CHALLENGE -
Count the lines below that contain the string "siding", matching case exactly, and give only the number.

PROVIDED DATA -
☆ ☆ ☆

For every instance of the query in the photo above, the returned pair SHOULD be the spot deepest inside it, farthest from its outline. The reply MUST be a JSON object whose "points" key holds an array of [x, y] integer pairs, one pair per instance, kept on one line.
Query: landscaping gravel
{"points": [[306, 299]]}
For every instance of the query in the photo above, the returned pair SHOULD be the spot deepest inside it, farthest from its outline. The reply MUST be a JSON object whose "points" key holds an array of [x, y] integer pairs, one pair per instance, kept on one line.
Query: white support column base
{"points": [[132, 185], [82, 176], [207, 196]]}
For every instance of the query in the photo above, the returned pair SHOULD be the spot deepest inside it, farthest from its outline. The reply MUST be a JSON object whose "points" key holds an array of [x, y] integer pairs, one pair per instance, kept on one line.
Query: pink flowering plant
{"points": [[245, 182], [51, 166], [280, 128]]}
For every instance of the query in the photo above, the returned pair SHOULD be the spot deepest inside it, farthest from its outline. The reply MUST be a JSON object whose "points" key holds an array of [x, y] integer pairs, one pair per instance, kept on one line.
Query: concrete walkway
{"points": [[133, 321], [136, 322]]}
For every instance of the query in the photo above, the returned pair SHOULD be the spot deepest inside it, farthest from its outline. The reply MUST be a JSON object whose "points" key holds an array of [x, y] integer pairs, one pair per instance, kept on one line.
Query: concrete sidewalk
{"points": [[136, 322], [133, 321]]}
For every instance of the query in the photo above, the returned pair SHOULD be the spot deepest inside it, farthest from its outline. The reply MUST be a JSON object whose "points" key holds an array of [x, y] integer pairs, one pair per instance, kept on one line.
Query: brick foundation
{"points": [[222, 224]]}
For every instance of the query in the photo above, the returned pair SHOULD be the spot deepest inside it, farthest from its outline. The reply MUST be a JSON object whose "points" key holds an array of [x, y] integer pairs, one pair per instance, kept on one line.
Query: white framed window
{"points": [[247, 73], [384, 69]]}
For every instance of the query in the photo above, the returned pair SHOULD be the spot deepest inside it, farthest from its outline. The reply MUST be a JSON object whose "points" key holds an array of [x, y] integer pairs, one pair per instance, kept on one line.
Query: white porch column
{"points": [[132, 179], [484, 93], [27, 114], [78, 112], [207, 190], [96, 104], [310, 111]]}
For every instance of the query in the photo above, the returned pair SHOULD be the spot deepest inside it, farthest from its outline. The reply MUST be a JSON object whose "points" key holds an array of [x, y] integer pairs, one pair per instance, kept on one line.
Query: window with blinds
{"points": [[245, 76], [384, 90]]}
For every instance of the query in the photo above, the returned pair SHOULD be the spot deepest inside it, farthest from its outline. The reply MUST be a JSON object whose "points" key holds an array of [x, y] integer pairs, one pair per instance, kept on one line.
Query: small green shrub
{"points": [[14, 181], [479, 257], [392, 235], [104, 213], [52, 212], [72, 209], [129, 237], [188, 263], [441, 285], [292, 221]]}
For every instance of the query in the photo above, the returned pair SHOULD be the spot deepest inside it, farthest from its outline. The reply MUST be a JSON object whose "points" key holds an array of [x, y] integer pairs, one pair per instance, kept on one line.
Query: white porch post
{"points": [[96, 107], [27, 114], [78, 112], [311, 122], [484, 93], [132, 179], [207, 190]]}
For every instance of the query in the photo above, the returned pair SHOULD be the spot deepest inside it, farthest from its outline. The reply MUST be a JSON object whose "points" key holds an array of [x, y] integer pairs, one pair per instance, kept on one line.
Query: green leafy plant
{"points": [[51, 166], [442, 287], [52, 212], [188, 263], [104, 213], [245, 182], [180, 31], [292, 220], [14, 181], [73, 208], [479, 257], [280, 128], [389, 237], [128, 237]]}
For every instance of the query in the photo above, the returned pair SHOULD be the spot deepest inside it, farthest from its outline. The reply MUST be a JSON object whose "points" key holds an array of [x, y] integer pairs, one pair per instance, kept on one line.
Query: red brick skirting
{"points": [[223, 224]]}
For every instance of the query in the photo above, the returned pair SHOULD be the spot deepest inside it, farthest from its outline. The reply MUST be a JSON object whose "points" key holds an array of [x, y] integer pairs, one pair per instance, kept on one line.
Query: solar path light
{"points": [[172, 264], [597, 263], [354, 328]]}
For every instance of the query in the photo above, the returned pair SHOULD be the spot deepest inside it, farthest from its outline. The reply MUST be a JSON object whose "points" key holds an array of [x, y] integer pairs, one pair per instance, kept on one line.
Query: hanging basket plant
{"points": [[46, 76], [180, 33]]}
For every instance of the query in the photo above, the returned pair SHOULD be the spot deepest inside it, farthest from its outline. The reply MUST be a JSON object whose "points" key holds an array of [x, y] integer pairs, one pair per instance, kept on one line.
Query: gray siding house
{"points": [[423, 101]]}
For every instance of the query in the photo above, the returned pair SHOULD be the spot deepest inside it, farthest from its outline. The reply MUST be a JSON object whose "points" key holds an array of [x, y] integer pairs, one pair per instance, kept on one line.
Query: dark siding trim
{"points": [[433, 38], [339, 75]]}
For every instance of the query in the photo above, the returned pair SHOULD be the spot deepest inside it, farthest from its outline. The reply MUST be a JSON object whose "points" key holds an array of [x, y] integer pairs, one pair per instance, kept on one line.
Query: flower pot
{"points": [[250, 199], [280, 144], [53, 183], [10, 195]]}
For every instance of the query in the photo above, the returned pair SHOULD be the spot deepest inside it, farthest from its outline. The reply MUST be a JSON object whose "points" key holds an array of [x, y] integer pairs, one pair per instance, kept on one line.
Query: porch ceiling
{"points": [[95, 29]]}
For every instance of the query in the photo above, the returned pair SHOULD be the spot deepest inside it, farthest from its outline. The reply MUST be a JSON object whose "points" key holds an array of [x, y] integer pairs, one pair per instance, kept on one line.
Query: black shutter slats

☆ ☆ ☆

TASK OUTPUT -
2